::: Selected extract :::

Sunday, July 24, 2011

July 22 Louise Fletcher


To celebrate Louise Fletcher’s birthday I watched One Flew Over the Cuckoo’s Nest. The beginning of the film the patients of the mental institution are given their medication. There is classical/elevator music playing and each person is handed their medication and water. They have to take the medication in front the nurse. It reminded me of Catholic ceremony. Louise plays the head nurse, Ratched. Jack Nicholson is the new patient. He is the timeline of the story. Ratched leads the group sessions soft spoken and stone faced, very little phases her. At Christmas the patients are left alone (which doesn’t seem right in the first place) and Jack Nicholson smuggles in girls and they bring alcohol. All have a good time. The next day when the staff comes back the place is in a shambles. One man is found with a woman. Ratched humiliates him by telling him she will tell his mother. He becomes very upset and is dragged away hitting himself. He commits suicide. This pushes Jack over the edge and he attacks and strangles Ratched. He is taken away and is forever changed. The next day everything is back to normal with Ratched wearing a neck brace.

::: Recorded data :::

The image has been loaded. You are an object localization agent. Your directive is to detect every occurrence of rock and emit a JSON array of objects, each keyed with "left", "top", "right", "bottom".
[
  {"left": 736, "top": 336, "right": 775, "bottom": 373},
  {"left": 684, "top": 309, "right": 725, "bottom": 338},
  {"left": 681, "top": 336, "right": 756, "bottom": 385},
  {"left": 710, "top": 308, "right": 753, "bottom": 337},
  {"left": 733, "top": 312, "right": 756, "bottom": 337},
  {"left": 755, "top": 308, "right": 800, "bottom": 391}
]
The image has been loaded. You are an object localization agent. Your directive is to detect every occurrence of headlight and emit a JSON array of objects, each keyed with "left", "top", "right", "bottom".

:::

### Problem description:
Carry on the blog entry about watching One Flew Over the Cuckoo's Nest for Louise Fletcher's birthday, picking up after its last sentence. The material is not needed for what comes next.

### Answer space:
In the special features the character is described as frigid and cold. I don’t see the character that way. I see the character as professional. The character is the villain because she represents authority, the man. Everyone acted really well in the story, it was almost too real. That is why I avoided the film for many years, thinking I could not handle the realness of the story. Also in the special features it was mentioned that the Jack Nicholson character was us, the audience. That is a very good statement and it makes sense. Nicholson can’t believe that the men are voluntarily committed and that the man wants his cigarettes and the nurse won’t give them to him, so he gets them for him. One person helping another to end suffering.